ACTIVITY:
Begin at the line containing "The service MUST place one dot on the gray" and end at the final line of the entries. Please reproduce those lines exactly.

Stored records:

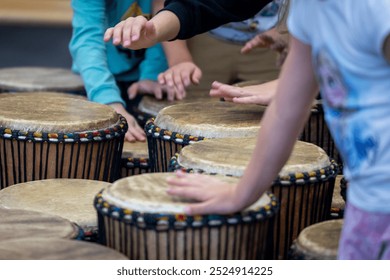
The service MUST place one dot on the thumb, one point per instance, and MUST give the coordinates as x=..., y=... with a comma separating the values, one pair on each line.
x=132, y=90
x=150, y=30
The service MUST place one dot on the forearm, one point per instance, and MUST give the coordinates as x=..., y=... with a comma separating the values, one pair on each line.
x=281, y=124
x=176, y=52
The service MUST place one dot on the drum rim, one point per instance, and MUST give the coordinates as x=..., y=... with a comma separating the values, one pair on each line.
x=114, y=131
x=155, y=131
x=167, y=221
x=299, y=178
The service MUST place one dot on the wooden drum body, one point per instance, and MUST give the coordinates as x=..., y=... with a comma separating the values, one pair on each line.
x=55, y=249
x=180, y=125
x=135, y=159
x=58, y=137
x=304, y=186
x=19, y=223
x=35, y=79
x=318, y=242
x=138, y=218
x=71, y=199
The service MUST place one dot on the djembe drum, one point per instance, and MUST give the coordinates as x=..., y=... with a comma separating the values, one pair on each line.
x=138, y=218
x=58, y=137
x=55, y=249
x=338, y=201
x=32, y=79
x=71, y=199
x=316, y=131
x=135, y=159
x=180, y=125
x=318, y=242
x=18, y=223
x=149, y=106
x=304, y=186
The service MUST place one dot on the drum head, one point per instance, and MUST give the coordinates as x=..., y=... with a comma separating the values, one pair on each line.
x=321, y=240
x=55, y=249
x=17, y=223
x=71, y=199
x=39, y=79
x=211, y=120
x=53, y=113
x=152, y=106
x=146, y=193
x=135, y=150
x=230, y=156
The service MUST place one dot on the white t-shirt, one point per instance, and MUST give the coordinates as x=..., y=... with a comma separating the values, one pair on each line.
x=347, y=37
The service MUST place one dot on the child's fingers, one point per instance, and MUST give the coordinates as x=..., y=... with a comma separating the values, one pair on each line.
x=108, y=34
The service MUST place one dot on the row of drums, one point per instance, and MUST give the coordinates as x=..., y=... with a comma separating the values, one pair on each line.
x=65, y=158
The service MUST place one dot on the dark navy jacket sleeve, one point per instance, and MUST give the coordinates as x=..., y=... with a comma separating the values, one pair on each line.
x=199, y=16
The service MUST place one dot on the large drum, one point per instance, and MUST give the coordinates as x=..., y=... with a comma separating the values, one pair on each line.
x=318, y=242
x=180, y=125
x=71, y=199
x=149, y=106
x=32, y=79
x=58, y=137
x=139, y=219
x=338, y=201
x=55, y=249
x=317, y=132
x=135, y=159
x=304, y=186
x=18, y=223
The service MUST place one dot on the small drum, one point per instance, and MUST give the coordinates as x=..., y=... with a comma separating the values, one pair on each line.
x=71, y=199
x=55, y=249
x=318, y=242
x=138, y=218
x=149, y=106
x=317, y=132
x=179, y=125
x=31, y=79
x=135, y=159
x=338, y=202
x=18, y=223
x=304, y=185
x=58, y=137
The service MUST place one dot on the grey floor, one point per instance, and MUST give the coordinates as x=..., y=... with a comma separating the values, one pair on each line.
x=34, y=46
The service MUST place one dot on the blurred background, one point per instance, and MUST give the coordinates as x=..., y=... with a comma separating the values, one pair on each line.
x=35, y=33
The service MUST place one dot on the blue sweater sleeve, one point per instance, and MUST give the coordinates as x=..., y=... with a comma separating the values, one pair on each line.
x=88, y=51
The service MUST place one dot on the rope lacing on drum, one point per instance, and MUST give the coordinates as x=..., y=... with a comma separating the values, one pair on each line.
x=114, y=131
x=156, y=132
x=162, y=222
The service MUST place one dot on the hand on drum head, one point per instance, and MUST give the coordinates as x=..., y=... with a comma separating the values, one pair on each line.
x=178, y=77
x=214, y=195
x=134, y=132
x=133, y=33
x=261, y=94
x=270, y=39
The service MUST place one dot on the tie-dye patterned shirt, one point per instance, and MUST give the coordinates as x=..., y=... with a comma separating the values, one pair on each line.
x=347, y=40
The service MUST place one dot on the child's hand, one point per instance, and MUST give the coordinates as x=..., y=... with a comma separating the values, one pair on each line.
x=271, y=39
x=180, y=76
x=134, y=132
x=214, y=195
x=152, y=87
x=133, y=33
x=261, y=94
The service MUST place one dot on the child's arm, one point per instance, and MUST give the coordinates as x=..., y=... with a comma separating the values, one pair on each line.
x=182, y=71
x=260, y=94
x=280, y=127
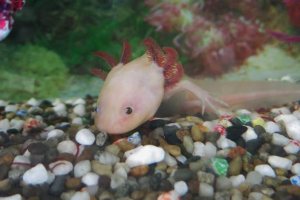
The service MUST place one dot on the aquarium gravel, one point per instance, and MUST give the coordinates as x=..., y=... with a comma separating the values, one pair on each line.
x=52, y=150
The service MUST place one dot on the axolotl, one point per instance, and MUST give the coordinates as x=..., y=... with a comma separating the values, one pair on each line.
x=133, y=91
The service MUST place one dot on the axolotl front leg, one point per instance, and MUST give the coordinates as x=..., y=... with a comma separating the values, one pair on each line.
x=193, y=97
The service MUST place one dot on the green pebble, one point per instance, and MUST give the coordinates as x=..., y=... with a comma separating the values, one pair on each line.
x=220, y=166
x=244, y=119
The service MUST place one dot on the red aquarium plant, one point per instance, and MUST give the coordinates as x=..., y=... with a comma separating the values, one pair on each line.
x=293, y=7
x=216, y=35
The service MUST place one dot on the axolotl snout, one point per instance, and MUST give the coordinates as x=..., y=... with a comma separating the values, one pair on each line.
x=134, y=91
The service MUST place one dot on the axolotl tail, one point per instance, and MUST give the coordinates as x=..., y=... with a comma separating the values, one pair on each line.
x=236, y=94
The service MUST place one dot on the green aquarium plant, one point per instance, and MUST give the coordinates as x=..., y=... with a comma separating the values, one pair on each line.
x=31, y=71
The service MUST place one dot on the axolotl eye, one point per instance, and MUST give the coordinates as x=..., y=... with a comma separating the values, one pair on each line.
x=128, y=110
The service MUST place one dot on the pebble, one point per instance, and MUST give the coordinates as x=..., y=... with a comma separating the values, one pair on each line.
x=292, y=129
x=101, y=169
x=61, y=167
x=55, y=133
x=67, y=146
x=279, y=139
x=272, y=127
x=265, y=170
x=180, y=188
x=249, y=134
x=85, y=137
x=280, y=162
x=223, y=183
x=296, y=168
x=101, y=138
x=206, y=190
x=81, y=168
x=36, y=175
x=84, y=195
x=90, y=179
x=254, y=178
x=237, y=180
x=144, y=155
x=188, y=144
x=79, y=110
x=107, y=158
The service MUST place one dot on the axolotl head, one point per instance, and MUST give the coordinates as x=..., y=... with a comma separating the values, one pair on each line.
x=133, y=91
x=131, y=94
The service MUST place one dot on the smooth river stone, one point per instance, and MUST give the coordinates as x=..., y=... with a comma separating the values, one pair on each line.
x=280, y=162
x=144, y=155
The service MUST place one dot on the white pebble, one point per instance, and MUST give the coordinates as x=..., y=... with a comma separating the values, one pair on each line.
x=77, y=120
x=36, y=175
x=170, y=160
x=81, y=168
x=85, y=137
x=249, y=134
x=55, y=133
x=272, y=127
x=296, y=113
x=279, y=139
x=265, y=170
x=237, y=180
x=67, y=146
x=60, y=109
x=17, y=124
x=4, y=125
x=210, y=150
x=12, y=197
x=107, y=158
x=224, y=143
x=181, y=188
x=79, y=101
x=90, y=178
x=181, y=158
x=293, y=130
x=285, y=118
x=188, y=144
x=117, y=181
x=291, y=148
x=79, y=110
x=206, y=190
x=84, y=195
x=281, y=110
x=61, y=167
x=22, y=161
x=144, y=155
x=11, y=108
x=296, y=168
x=199, y=149
x=32, y=102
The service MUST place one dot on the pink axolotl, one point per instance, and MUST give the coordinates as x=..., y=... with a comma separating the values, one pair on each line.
x=133, y=91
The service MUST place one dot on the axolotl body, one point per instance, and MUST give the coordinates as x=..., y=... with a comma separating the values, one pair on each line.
x=133, y=92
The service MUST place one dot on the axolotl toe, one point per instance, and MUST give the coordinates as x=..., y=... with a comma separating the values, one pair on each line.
x=133, y=91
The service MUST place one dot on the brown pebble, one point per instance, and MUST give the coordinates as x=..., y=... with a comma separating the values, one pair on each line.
x=87, y=154
x=73, y=183
x=171, y=149
x=138, y=195
x=193, y=186
x=66, y=156
x=6, y=159
x=139, y=170
x=198, y=133
x=124, y=145
x=235, y=166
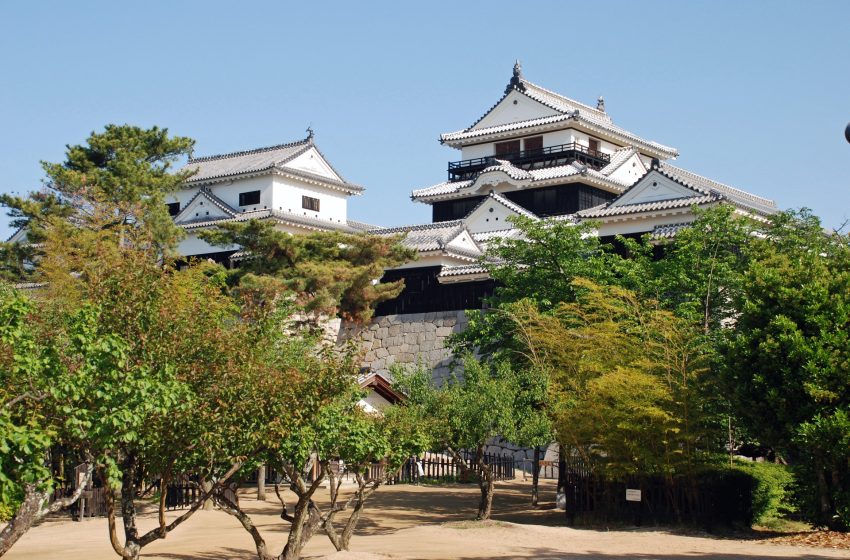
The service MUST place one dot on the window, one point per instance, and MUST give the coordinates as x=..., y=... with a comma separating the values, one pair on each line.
x=507, y=148
x=249, y=198
x=310, y=203
x=532, y=144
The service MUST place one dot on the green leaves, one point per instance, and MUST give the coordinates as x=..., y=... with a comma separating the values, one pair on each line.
x=329, y=273
x=787, y=366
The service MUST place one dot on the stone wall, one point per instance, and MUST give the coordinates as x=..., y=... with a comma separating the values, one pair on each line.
x=406, y=339
x=422, y=336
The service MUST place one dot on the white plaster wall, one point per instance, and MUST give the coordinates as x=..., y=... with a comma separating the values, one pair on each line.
x=632, y=170
x=507, y=111
x=313, y=162
x=641, y=225
x=333, y=205
x=554, y=138
x=229, y=192
x=483, y=220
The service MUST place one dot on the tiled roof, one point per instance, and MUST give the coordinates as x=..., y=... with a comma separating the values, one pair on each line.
x=705, y=191
x=462, y=270
x=485, y=236
x=430, y=237
x=534, y=175
x=448, y=187
x=506, y=167
x=210, y=168
x=247, y=161
x=361, y=226
x=506, y=203
x=567, y=109
x=618, y=158
x=741, y=198
x=216, y=201
x=667, y=231
x=603, y=211
x=283, y=217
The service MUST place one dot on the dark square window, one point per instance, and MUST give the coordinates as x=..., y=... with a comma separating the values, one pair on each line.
x=532, y=144
x=249, y=198
x=310, y=203
x=507, y=148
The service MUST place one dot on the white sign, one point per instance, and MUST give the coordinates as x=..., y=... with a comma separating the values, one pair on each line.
x=632, y=495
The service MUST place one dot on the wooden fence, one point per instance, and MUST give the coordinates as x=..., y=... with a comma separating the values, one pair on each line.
x=707, y=499
x=185, y=492
x=439, y=467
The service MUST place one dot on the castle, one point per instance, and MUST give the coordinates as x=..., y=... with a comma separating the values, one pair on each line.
x=534, y=153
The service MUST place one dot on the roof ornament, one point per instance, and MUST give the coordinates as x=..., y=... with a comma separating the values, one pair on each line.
x=516, y=79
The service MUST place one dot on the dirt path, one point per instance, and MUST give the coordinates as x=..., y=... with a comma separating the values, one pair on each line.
x=410, y=522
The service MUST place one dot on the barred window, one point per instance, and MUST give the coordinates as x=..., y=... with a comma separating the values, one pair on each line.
x=310, y=203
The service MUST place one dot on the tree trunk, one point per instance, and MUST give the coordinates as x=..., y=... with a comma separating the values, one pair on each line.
x=261, y=483
x=304, y=524
x=32, y=509
x=562, y=469
x=535, y=477
x=485, y=506
x=128, y=509
x=206, y=486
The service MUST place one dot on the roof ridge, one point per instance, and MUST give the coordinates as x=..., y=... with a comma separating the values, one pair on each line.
x=417, y=227
x=742, y=193
x=212, y=198
x=511, y=205
x=306, y=141
x=565, y=98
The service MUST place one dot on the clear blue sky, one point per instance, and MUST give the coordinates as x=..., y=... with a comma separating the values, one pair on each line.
x=753, y=94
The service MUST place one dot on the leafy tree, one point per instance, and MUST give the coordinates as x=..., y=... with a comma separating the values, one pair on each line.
x=628, y=379
x=488, y=401
x=787, y=358
x=541, y=264
x=27, y=429
x=331, y=426
x=701, y=275
x=329, y=272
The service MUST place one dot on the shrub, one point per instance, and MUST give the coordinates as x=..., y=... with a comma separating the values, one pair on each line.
x=772, y=493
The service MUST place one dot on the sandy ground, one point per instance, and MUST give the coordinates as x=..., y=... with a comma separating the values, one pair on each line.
x=411, y=522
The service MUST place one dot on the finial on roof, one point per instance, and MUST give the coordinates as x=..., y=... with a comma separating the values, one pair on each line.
x=516, y=79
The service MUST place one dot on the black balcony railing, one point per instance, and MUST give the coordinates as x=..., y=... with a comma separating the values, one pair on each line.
x=551, y=156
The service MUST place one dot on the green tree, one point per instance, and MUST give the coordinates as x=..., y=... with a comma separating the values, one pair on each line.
x=330, y=426
x=628, y=383
x=330, y=273
x=787, y=358
x=489, y=400
x=540, y=264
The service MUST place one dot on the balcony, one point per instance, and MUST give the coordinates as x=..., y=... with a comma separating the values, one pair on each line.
x=552, y=156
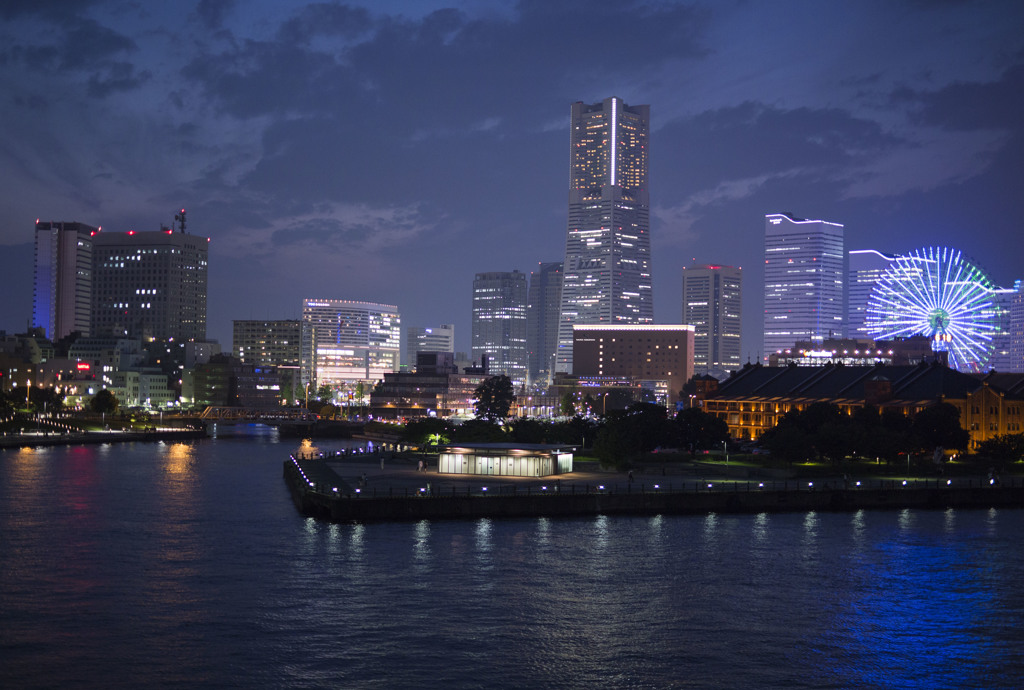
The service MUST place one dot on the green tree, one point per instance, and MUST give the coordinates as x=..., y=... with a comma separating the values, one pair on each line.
x=494, y=398
x=478, y=431
x=1003, y=448
x=938, y=425
x=696, y=430
x=103, y=402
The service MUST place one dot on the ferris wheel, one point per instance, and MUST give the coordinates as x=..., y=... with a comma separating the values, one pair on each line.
x=936, y=293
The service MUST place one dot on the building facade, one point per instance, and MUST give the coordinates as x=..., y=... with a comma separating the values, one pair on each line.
x=543, y=307
x=607, y=274
x=150, y=285
x=656, y=353
x=805, y=281
x=434, y=339
x=61, y=301
x=712, y=304
x=285, y=345
x=499, y=324
x=352, y=342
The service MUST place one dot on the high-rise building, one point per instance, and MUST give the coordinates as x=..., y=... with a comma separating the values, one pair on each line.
x=352, y=342
x=62, y=291
x=1008, y=357
x=804, y=281
x=865, y=267
x=150, y=285
x=657, y=356
x=286, y=345
x=1017, y=328
x=543, y=308
x=607, y=276
x=712, y=304
x=434, y=339
x=500, y=324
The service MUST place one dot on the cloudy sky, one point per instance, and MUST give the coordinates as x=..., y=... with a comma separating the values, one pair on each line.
x=386, y=151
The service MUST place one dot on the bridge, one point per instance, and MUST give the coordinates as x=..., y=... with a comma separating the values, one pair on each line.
x=258, y=415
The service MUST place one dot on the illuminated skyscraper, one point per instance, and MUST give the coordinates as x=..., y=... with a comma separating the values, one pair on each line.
x=352, y=342
x=500, y=322
x=150, y=285
x=62, y=291
x=804, y=281
x=712, y=305
x=607, y=275
x=435, y=339
x=542, y=320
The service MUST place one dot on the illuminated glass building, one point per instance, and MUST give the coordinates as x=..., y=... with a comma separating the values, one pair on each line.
x=804, y=281
x=62, y=291
x=542, y=320
x=712, y=304
x=352, y=341
x=607, y=276
x=150, y=285
x=499, y=327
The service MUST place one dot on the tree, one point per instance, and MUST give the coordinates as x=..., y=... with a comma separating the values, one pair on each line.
x=939, y=425
x=494, y=398
x=696, y=430
x=103, y=402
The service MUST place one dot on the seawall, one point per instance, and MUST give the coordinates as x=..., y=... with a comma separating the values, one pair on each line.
x=313, y=494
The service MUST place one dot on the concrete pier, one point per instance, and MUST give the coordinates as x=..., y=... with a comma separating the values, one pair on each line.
x=318, y=490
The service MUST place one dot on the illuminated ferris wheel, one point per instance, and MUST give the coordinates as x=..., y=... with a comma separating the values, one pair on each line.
x=936, y=293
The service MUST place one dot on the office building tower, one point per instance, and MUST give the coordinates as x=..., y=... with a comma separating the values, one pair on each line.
x=352, y=342
x=150, y=285
x=285, y=345
x=804, y=281
x=865, y=267
x=712, y=306
x=62, y=289
x=499, y=326
x=658, y=357
x=435, y=339
x=543, y=307
x=607, y=276
x=1007, y=356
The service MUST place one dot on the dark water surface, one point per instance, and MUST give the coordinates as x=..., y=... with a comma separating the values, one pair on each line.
x=187, y=565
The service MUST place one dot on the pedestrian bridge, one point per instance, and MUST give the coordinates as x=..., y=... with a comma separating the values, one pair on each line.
x=257, y=415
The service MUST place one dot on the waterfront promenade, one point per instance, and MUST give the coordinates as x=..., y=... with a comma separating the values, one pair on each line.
x=353, y=489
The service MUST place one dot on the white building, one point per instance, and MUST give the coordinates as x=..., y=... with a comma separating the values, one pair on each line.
x=804, y=281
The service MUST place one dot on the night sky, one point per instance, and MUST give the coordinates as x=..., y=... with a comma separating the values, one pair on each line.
x=387, y=151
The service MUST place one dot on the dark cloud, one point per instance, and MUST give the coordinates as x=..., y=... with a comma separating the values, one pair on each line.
x=754, y=140
x=212, y=12
x=996, y=104
x=330, y=19
x=119, y=77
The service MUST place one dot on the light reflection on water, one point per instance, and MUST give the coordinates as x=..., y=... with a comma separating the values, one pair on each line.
x=187, y=564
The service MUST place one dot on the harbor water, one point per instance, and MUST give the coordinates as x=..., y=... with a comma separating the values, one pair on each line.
x=187, y=565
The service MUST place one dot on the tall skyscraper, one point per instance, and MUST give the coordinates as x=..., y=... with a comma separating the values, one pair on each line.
x=804, y=281
x=542, y=320
x=865, y=267
x=500, y=322
x=712, y=304
x=62, y=291
x=150, y=285
x=352, y=341
x=607, y=275
x=285, y=345
x=434, y=339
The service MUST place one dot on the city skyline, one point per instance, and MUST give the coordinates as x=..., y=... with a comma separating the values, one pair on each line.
x=326, y=182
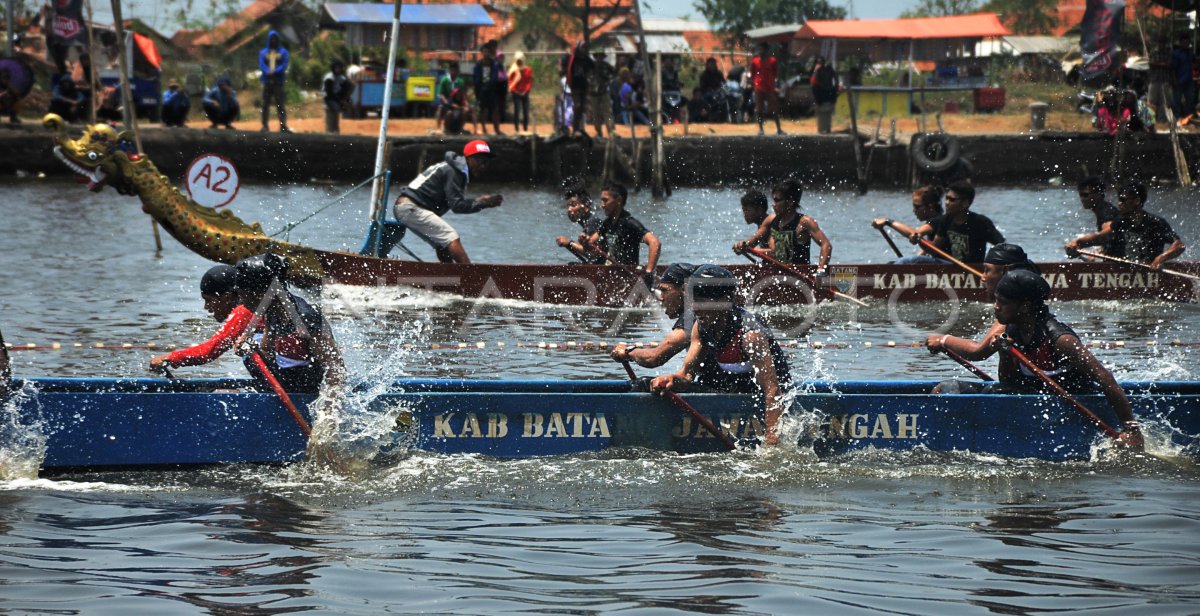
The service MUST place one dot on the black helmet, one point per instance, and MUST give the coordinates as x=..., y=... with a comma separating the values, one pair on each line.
x=279, y=265
x=1021, y=285
x=713, y=282
x=677, y=274
x=219, y=280
x=1006, y=255
x=255, y=274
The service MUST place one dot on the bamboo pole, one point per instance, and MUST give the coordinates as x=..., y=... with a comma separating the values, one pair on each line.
x=657, y=183
x=93, y=81
x=377, y=186
x=129, y=106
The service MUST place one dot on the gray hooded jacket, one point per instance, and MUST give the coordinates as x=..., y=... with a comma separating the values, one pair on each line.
x=441, y=187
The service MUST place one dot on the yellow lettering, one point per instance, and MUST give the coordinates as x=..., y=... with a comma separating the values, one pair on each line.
x=556, y=428
x=576, y=422
x=534, y=425
x=442, y=426
x=471, y=428
x=881, y=430
x=497, y=425
x=599, y=426
x=838, y=426
x=858, y=425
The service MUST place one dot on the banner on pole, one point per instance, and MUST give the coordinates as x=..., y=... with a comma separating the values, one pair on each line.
x=1098, y=37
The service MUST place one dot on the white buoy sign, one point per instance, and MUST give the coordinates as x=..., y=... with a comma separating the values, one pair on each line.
x=213, y=180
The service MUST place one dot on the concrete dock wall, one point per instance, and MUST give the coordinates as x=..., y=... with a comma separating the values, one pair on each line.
x=693, y=161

RESPONSE TO THE EXERCISE:
The service MUST place one dot on the gray hooded jacket, one point per instance, and MUST give the coordinates as x=..., y=... with a comma separating the values, one pair on each line.
x=441, y=187
The service MUST place one dot on the yellow lettering, one point per instance, and MUST give the coordinates as x=..., y=... with a comma separating the values, one pair on each line.
x=556, y=428
x=576, y=422
x=534, y=425
x=442, y=426
x=471, y=428
x=881, y=430
x=497, y=425
x=599, y=426
x=838, y=426
x=858, y=425
The service MUST place one dot on the banner on pole, one point per instance, and MUST give the coordinates as x=..., y=... with a comma separating the values, one pair on each line.
x=1098, y=37
The service MUST place one dot on the white buoy sign, one point per instance, and MUST give the coordinates as x=..., y=... with a comma separating the values, one pair on each line.
x=213, y=180
The service MUST place one dot on the concrete dock wall, one point per instance, and MUST give the coordinates as x=..., y=... with a comma separating the values, one pair on each line.
x=693, y=161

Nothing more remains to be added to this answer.